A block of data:
/---
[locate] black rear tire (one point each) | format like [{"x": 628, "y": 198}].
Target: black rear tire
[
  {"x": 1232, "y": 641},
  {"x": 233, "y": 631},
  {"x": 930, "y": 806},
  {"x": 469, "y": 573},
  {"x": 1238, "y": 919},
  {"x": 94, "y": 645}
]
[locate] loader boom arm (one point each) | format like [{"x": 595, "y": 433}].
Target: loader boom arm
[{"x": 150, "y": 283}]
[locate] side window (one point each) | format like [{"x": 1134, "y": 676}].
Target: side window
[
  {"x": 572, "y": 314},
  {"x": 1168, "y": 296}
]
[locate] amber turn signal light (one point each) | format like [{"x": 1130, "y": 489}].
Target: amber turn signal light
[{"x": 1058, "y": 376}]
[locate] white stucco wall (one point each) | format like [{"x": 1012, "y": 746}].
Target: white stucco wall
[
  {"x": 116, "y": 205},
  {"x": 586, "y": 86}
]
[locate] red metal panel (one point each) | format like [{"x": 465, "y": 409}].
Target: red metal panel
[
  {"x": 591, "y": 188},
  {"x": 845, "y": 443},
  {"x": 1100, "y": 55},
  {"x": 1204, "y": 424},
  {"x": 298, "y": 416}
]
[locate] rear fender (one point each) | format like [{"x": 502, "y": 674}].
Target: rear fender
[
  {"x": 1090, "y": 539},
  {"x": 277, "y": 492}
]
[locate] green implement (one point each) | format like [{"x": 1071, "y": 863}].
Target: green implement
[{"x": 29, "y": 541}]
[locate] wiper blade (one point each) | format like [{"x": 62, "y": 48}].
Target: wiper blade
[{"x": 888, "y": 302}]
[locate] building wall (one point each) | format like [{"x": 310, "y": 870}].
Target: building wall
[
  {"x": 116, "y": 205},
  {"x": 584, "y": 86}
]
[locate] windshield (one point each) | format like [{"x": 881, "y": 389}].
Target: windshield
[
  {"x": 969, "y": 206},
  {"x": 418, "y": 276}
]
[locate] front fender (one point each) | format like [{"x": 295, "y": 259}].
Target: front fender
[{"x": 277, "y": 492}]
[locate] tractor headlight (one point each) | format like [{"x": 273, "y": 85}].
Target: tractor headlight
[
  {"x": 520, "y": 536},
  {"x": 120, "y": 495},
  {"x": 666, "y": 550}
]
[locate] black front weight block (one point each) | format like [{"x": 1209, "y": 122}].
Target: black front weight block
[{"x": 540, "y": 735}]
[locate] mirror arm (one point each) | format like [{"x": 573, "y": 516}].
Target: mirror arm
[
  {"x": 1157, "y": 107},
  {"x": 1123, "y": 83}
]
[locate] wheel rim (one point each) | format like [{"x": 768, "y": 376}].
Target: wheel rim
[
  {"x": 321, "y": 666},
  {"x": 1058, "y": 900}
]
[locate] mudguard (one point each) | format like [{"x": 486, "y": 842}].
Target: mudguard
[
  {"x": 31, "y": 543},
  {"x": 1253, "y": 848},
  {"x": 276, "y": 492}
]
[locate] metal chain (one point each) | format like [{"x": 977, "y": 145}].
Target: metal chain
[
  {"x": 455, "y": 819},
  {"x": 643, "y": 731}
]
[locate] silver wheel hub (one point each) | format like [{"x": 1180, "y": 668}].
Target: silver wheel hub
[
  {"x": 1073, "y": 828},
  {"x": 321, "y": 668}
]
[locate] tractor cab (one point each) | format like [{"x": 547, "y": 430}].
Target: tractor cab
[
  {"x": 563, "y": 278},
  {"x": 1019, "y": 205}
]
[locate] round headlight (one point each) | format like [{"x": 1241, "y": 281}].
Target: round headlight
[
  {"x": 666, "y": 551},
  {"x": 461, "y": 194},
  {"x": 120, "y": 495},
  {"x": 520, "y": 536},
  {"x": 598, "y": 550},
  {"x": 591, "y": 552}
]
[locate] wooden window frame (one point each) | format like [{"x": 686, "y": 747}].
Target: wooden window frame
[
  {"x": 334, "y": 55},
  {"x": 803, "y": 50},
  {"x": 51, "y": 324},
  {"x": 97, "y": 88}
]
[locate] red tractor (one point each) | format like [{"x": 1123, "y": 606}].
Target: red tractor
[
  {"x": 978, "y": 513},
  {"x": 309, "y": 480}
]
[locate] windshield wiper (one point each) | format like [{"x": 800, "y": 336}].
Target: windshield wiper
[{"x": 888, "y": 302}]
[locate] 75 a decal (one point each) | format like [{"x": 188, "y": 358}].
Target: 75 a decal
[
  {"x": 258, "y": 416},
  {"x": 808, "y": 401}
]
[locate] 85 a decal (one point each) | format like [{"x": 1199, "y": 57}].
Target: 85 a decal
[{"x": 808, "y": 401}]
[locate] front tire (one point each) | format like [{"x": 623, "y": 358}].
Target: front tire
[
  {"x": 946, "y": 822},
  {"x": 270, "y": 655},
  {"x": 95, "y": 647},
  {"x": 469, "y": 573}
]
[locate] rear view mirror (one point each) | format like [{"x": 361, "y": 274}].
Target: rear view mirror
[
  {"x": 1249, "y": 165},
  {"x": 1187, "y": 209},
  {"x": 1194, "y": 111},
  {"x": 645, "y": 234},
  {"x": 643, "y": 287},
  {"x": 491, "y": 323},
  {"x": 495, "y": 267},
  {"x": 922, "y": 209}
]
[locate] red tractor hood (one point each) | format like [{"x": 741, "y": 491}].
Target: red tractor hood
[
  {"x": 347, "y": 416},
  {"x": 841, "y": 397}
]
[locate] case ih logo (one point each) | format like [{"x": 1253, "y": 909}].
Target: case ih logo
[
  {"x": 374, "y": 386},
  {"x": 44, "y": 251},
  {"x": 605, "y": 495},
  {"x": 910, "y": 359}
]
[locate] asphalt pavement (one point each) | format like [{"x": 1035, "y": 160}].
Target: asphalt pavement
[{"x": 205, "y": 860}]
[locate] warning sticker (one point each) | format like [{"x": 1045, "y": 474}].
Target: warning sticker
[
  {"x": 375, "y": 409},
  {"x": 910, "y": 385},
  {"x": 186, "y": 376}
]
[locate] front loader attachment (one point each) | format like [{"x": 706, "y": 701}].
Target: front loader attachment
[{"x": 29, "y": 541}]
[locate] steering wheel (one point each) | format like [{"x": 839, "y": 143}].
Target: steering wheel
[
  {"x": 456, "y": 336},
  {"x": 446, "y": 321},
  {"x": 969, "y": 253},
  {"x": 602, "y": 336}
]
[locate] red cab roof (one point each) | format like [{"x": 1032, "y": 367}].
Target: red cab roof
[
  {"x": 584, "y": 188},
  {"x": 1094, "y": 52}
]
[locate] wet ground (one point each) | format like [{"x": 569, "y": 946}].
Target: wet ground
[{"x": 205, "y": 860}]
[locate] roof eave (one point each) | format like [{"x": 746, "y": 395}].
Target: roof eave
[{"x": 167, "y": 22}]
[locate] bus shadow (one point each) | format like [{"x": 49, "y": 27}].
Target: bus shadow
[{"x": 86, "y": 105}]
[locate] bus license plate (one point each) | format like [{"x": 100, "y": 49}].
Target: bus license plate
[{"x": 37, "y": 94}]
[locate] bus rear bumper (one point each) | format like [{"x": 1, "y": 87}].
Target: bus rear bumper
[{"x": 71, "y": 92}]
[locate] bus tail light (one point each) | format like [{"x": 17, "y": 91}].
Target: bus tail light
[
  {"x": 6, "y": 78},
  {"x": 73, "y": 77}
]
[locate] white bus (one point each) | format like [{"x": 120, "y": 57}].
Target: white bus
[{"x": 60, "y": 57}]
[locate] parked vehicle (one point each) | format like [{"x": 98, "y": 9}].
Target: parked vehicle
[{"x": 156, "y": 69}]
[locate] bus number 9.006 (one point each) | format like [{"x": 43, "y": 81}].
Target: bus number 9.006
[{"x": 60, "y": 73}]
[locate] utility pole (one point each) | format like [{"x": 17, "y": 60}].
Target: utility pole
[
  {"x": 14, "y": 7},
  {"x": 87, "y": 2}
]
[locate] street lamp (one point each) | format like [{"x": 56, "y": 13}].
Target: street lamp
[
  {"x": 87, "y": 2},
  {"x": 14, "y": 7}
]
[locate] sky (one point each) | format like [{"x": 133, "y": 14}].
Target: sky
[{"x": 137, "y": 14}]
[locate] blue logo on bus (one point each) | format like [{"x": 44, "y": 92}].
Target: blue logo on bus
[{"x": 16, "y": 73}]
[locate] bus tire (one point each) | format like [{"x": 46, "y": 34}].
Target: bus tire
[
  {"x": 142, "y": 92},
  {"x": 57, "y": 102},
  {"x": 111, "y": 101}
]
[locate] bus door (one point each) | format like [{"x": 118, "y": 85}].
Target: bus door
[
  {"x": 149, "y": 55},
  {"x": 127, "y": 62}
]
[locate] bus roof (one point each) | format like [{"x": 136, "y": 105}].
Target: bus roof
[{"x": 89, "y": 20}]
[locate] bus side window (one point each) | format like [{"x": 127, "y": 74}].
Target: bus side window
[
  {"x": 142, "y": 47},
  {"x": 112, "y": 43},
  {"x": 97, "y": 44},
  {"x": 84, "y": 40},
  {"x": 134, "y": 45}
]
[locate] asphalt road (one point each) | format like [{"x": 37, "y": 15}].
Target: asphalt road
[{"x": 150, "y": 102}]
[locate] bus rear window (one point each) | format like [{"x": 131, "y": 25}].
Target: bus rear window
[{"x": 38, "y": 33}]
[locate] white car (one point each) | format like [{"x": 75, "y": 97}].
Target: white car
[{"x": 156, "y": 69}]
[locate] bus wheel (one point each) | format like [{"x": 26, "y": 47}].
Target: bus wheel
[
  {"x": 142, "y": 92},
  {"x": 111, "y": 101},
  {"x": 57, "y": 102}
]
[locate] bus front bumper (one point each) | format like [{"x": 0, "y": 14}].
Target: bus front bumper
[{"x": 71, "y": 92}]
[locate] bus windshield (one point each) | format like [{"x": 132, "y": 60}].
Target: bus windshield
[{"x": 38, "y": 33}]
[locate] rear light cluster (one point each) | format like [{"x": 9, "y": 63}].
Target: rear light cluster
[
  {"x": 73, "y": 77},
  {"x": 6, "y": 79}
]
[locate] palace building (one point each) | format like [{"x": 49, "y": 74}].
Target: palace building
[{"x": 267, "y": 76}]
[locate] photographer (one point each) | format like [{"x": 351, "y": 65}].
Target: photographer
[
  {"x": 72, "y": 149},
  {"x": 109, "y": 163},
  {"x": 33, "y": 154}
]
\---
/---
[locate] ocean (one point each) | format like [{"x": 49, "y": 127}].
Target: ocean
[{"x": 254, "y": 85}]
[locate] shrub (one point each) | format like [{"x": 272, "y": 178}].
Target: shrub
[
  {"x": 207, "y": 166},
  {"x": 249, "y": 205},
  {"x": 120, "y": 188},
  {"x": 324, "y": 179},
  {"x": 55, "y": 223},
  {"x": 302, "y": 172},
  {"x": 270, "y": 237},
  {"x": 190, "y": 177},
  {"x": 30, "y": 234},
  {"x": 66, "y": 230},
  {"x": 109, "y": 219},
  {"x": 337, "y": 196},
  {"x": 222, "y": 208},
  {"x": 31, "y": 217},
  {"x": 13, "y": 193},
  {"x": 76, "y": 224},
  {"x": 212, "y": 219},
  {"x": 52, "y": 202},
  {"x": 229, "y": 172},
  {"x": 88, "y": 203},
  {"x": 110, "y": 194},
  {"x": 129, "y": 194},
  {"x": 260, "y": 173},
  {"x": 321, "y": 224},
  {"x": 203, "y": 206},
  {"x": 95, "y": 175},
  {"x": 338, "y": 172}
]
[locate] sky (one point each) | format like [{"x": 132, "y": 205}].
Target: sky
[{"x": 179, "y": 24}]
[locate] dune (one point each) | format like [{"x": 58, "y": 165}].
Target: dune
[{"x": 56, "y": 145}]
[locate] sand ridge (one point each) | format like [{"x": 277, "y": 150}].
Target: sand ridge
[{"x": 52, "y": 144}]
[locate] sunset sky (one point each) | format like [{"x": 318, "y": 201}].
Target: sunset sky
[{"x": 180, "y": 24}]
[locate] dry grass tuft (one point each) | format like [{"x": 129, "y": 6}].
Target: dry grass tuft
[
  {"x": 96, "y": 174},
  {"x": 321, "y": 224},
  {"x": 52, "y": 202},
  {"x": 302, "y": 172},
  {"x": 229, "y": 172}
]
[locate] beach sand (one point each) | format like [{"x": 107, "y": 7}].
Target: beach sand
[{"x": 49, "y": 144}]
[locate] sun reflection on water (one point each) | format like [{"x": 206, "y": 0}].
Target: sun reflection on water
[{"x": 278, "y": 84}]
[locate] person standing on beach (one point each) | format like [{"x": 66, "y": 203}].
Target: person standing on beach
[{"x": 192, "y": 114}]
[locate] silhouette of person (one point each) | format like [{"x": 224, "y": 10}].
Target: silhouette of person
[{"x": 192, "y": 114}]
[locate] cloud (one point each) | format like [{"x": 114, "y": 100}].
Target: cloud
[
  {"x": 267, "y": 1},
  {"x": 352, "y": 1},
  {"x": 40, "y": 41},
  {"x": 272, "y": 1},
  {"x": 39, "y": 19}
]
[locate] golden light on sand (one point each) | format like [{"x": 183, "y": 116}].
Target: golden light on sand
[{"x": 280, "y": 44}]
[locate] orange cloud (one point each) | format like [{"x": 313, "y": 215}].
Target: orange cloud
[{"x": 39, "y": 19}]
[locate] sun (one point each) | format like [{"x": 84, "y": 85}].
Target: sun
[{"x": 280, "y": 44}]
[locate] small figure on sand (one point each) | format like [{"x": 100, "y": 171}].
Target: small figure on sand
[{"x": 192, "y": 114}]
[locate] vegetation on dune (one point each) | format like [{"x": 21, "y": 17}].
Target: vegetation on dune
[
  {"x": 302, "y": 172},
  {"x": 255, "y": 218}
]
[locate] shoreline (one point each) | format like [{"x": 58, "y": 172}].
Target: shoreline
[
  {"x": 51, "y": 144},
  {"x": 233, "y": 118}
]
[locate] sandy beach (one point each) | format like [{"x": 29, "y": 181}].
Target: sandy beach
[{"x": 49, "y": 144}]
\---
WHAT TO DO =>
Return every line of the data above that contains the string "wiper".

WRITTEN RESPONSE =>
[locate] wiper blade (one point each) | format like [{"x": 62, "y": 48}].
Target: wiper blade
[locate] windshield wiper (one point each) | format like [{"x": 800, "y": 336}].
Target: windshield wiper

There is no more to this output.